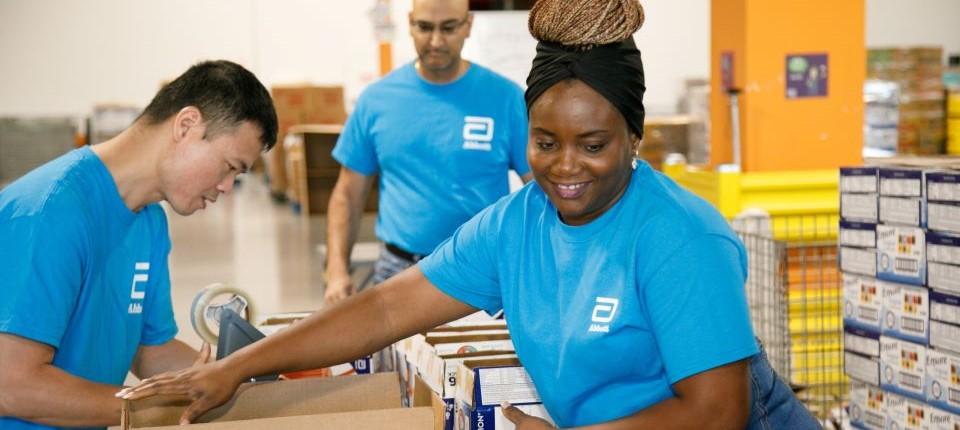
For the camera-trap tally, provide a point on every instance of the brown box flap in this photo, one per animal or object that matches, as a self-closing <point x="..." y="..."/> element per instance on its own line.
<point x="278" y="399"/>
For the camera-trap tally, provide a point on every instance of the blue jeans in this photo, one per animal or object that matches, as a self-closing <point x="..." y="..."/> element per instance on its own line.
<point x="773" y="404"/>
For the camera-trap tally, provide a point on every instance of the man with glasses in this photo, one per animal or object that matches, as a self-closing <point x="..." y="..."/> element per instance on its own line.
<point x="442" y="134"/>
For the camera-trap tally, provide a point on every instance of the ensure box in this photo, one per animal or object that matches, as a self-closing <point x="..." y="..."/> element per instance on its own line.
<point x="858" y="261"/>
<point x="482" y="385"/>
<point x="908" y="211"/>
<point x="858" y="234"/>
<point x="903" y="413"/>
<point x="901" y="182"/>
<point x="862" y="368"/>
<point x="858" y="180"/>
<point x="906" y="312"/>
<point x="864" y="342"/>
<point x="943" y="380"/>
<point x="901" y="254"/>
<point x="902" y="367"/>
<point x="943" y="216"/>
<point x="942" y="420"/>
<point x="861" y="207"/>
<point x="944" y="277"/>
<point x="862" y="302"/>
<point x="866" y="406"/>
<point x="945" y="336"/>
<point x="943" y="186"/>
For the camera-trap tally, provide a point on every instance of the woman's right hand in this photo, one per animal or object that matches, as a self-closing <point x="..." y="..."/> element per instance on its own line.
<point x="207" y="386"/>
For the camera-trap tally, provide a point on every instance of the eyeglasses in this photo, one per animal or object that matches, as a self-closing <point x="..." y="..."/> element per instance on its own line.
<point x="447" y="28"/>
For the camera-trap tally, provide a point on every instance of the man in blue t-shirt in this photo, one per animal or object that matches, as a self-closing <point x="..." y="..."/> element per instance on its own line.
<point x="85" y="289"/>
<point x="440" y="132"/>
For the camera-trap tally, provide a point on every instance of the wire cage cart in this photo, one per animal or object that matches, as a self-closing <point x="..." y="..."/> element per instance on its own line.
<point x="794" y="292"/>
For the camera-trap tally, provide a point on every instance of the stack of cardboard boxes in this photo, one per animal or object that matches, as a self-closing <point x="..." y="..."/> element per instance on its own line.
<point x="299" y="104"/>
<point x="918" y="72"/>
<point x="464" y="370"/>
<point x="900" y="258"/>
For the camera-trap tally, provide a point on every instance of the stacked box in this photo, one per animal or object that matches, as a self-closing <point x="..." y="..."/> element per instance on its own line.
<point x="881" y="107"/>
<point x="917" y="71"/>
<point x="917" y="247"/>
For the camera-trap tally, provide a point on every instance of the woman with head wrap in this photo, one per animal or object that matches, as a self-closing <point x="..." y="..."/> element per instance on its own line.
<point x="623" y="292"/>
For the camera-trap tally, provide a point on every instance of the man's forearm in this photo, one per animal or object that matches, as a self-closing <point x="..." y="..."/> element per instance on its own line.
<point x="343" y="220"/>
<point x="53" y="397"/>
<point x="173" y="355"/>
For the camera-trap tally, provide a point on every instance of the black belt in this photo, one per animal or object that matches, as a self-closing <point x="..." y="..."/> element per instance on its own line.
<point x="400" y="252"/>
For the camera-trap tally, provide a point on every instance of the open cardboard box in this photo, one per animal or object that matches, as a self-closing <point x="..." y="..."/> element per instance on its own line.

^^^^

§ **题目要求**: 能否把以上所有记录重写一遍，将其中的“camera-trap tally”全部改为“shelf inventory”，其余内容一字不动？图片无需放进答案。

§ **练习结果**:
For the shelf inventory, provide a point on every instance of the brown box flap in this photo, one per animal or object that matches, as a self-closing <point x="..." y="..."/> element per instance on its own line.
<point x="278" y="399"/>
For the shelf inventory, provide a point on every instance of the blue jeans in this photo, one per animal or object that matches, as a self-closing <point x="..." y="..."/> element per instance on its own line.
<point x="773" y="404"/>
For the shelf inventory, provide a point on every instance of the man with glasses in this photo, one per animal or object that matches, as a self-closing <point x="..." y="..."/> element per instance on its own line.
<point x="442" y="134"/>
For the shelf inventory, provide a point on every instance of the ensure box in this photo, one per animal or object that matches, as a self-closing <point x="..." y="..."/> element per instance on its own line.
<point x="858" y="261"/>
<point x="482" y="385"/>
<point x="908" y="211"/>
<point x="858" y="234"/>
<point x="903" y="413"/>
<point x="901" y="182"/>
<point x="862" y="368"/>
<point x="858" y="180"/>
<point x="906" y="312"/>
<point x="864" y="342"/>
<point x="943" y="380"/>
<point x="901" y="254"/>
<point x="902" y="367"/>
<point x="943" y="216"/>
<point x="942" y="420"/>
<point x="861" y="207"/>
<point x="944" y="277"/>
<point x="862" y="302"/>
<point x="866" y="406"/>
<point x="945" y="336"/>
<point x="943" y="186"/>
For the shelf inventory, provide a point on every instance of the woman's right hand in this photo, one per animal or object that matches, as a self-closing <point x="..." y="..."/> element per instance on its own line.
<point x="207" y="386"/>
For the shelf inventory, provide a point on every instance of the eyeglasses in this photo, one per animal or object that matches, as a self-closing <point x="..." y="..."/> element per instance on its own line.
<point x="447" y="28"/>
For the shelf inventory, provide a point on every instance of the man in blue t-shirt in this photo, one per animal or object that matches, as a self-closing <point x="..." y="..."/> element per instance on its own line.
<point x="85" y="289"/>
<point x="440" y="132"/>
For the shelf inventory, provide a point on every instance of the wire cage cart in this photo, one per animal or object that matches, as a self-closing <point x="..." y="..."/> element per instance on its own line.
<point x="794" y="292"/>
For the shelf inventory, provide a point on every instance of the stack of cardboard boxes in this photo, one per animal or object that matches, as a self-closing <point x="..." y="..."/> element per instance on its own line.
<point x="299" y="104"/>
<point x="918" y="72"/>
<point x="464" y="370"/>
<point x="900" y="258"/>
For the shelf inventory, provide a point on every instance of the stacked box in this photo, one per animal or object that matches, as a self-closing <point x="..." y="..."/> element per instance on its own line.
<point x="881" y="107"/>
<point x="917" y="71"/>
<point x="917" y="247"/>
For the shelf inventory, provide a point on every instance of the woman with head wrap in this photo, one per animal or object that matches, as a self-closing <point x="..." y="..."/> element per instance on its own line.
<point x="623" y="292"/>
For the shelf inventory, provide a point on every instance of the man's forearm in this photo, one per animal or object that matches, as a self-closing <point x="..." y="..."/> element per instance on its own line.
<point x="343" y="220"/>
<point x="53" y="397"/>
<point x="173" y="355"/>
For the shelf inventory, provide a point on every instance of the black belt in this photo, one per animal or object that matches, as a self-closing <point x="..." y="..."/> element per instance on its own line.
<point x="400" y="252"/>
For the shelf inventory, provide a point on every instance of the open cardboard box in this photo, one per animal or object that matches, as a self-closing <point x="..." y="..."/> element per instance on its own line.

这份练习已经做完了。